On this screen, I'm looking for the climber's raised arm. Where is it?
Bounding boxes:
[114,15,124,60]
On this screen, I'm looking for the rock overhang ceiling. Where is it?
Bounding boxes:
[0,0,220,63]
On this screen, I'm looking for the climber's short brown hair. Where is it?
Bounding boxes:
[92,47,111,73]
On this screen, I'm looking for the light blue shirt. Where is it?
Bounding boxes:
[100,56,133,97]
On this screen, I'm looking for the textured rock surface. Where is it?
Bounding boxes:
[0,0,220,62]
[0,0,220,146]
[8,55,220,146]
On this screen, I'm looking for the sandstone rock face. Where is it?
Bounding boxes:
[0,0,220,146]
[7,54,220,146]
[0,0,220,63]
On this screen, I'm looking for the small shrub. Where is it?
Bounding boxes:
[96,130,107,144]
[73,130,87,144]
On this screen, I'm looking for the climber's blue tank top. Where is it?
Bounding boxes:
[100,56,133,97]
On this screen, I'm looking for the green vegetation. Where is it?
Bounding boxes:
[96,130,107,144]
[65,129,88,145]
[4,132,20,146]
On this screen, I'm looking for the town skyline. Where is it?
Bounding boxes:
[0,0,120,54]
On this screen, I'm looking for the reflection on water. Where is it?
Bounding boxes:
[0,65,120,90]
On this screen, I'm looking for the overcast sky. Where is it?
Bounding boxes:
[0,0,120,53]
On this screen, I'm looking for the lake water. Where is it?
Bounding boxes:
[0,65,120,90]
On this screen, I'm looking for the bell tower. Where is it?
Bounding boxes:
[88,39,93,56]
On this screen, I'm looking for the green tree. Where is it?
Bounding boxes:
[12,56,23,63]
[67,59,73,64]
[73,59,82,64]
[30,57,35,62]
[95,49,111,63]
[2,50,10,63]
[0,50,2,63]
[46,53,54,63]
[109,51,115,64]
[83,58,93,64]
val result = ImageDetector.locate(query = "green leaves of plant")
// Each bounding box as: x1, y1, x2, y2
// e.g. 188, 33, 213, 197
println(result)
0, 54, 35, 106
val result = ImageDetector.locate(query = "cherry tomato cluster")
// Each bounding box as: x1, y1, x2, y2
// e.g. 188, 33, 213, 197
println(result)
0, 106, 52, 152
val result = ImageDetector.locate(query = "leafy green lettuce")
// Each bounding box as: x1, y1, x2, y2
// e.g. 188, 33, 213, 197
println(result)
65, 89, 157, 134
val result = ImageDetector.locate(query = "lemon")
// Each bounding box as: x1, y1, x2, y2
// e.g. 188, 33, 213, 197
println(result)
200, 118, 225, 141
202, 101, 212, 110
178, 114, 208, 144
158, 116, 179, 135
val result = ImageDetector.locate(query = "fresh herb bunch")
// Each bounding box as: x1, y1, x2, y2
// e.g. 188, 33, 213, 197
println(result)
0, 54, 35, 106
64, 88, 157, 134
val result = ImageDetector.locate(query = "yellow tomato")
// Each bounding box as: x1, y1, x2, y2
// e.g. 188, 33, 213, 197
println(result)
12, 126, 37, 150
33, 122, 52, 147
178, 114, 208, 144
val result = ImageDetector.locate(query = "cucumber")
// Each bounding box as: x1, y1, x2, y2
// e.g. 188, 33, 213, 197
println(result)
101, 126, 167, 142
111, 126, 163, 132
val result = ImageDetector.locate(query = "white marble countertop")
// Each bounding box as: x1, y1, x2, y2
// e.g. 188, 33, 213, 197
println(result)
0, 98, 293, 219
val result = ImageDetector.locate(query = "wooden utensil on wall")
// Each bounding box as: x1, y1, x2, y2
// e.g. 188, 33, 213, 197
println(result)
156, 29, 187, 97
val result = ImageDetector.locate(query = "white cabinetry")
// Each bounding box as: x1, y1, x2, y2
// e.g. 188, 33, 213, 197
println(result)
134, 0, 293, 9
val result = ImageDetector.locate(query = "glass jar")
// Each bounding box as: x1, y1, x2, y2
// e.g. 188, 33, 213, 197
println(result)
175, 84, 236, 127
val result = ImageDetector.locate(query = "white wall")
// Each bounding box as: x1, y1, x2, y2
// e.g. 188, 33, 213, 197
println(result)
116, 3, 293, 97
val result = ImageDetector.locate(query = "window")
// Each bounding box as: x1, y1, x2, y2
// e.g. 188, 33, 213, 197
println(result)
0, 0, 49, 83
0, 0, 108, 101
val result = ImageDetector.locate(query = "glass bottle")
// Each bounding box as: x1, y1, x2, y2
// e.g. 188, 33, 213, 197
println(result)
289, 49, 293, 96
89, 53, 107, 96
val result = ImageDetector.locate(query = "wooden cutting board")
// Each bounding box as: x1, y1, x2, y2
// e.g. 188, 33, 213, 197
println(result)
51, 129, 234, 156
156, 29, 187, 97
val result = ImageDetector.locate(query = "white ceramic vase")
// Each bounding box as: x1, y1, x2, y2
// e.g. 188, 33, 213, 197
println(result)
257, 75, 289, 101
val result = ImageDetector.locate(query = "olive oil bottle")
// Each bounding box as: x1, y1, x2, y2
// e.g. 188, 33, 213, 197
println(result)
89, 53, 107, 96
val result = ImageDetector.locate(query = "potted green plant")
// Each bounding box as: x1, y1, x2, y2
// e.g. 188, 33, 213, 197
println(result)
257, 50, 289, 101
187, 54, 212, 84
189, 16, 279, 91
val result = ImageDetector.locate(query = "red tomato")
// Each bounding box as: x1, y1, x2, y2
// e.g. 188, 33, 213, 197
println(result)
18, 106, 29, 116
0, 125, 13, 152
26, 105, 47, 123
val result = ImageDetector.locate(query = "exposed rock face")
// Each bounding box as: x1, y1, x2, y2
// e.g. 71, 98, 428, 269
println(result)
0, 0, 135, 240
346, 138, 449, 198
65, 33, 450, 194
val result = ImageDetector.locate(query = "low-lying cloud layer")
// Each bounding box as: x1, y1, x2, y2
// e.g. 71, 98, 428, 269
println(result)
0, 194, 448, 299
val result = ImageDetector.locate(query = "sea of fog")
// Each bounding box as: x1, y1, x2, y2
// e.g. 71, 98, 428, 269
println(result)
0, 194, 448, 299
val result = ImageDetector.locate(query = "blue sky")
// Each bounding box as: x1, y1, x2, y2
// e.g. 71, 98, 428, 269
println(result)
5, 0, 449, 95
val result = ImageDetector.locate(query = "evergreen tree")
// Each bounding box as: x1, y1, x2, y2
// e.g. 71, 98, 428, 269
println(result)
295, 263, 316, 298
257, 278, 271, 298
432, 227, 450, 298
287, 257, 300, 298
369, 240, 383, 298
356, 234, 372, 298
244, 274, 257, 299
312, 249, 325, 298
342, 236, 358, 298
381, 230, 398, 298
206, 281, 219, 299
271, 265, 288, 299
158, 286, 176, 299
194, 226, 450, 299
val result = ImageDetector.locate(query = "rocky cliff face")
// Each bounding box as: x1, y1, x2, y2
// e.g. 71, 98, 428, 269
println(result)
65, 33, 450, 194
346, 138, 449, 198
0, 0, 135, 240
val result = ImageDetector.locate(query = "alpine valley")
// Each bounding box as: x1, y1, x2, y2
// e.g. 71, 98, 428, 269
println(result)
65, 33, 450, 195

- - - - - - -

# What this task involves
Copy, word for word, the lines of the records above from the line containing "On this screen, I'm looking for the lake" through the line containing "65, 89, 157, 134", including both of those lines.

# Solution below
On this screen, I'm looking for the lake water. Where is it?
Bounding boxes:
[0,65,120,90]
On this screen, I'm looking for the bell tower. Where is it?
Bounding boxes:
[88,39,93,56]
On this screen, I'm looking for the green tree. Where is it?
Bounding boxes:
[12,56,23,63]
[67,59,73,64]
[73,59,82,64]
[30,57,35,62]
[95,49,111,63]
[2,50,10,63]
[0,50,2,63]
[46,53,54,63]
[109,51,115,64]
[83,58,93,64]
val result = ImageDetector.locate(query = "green leaves of plant")
// Each bounding box as: x1, y1, x2, y2
// e.g. 188, 33, 213, 197
println(result)
0, 54, 35, 106
val result = ImageDetector.locate(query = "cherry tomato cluster")
// Each bounding box as: x1, y1, x2, y2
// e.g. 188, 33, 213, 197
println(result)
0, 106, 52, 152
val result = ImageDetector.locate(query = "leafy green lettuce")
// Each bounding box as: x1, y1, x2, y2
// e.g. 188, 33, 213, 197
println(result)
65, 89, 157, 134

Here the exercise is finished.